→ Task set:
1. According to the delisting text, what was the only qualitative factor that Nasdaq's letter of non-compliance cited?
2. Reproduce the delisting text word for word, starting with "Despite the temporary" and going on through "of several factors.".

→ Exercise text:
▼
Despite the temporary regulatory relief provided by the suspension of the minimum bid price rule, the Company has decided to comply with Nasdaq’s delisting request as a result of several factors.
First, the only qualitative factor cited in the Nasdaq letter of non-compliance was the failure to satisfy the $1.00 minimum bid price. With the catastrophic impact of the coronavirus pandemic, the Company’s common stock share price has deteriorated significantly, to a point where it does not believe that the $1.00 compliance is possible through organic business activities prior to June 30, 2020.
Second, the Company has evaluated a number of possible corporate transactions with third parties that could possibly facilitate Nasdaq compliance. In every instance, the completion of such transactions would likely require a highly aggressive corporate restructuring, including a significant reverse split and the increase in authorized and outstanding shares above the current shareholder approved limits.
Lastly, none of the prospective merger candidates expressed an interest in retaining the existing assets of the Company in shareholder hands due to a desired reverse merger. The Company has evaluated the significant short term cash expenses required to complete such a speculative transaction, as well as the protracted regulatory approval process, coupled with the likely extreme dilution required to existing shareholder’s ownership and determined that the best path to preserve shareholder value is to accept the requested delisting request.
“The Company believes our current patent portfolio, expected future royalty income, and emerging commercial application for our patent portfolio should not be taken out of our shareholder’s hands in the immediate future through a possible reverse merger,” commented Scott Mahoney, CEO of Taronis. “We also wish to limit further dilution wherever possible, and all of the transactions we have evaluated would require a very sizable reverse split ratio that we believe would destroy much of our shareholder’s value.”
“We believe that once the short term disruptions to our business have passed, in the coming quarters, we will be able to resume our sterilization technology commercialization efforts. We also hope to eventually be able to regain momentum with hotels, restaurants, retirement homes, hospitals and other clients of Water Pilot.”
“In the short term, we will continue to evaluate a wide range of corporate initiatives to help unlock shareholder value on every front. These are extremely uncertain and unique times, and we are going to explore every avenue possible for our shareholders,” concluded Mr. Mahoney.
▲
→ Recorded information:
▼
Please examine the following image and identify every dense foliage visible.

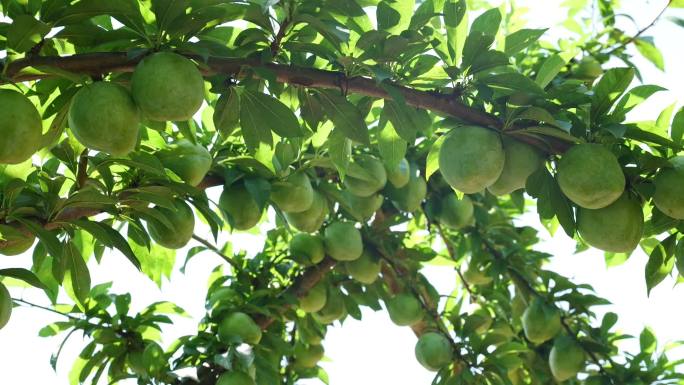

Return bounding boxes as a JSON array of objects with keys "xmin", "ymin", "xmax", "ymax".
[{"xmin": 0, "ymin": 0, "xmax": 684, "ymax": 385}]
▲
→ Task responses:
1. The failure to satisfy the $1.00 minimum bid price.

2.
Despite the temporary regulatory relief provided by the suspension of the minimum bid price rule, the Company has decided to comply with Nasdaq’s delisting request as a result of several factors.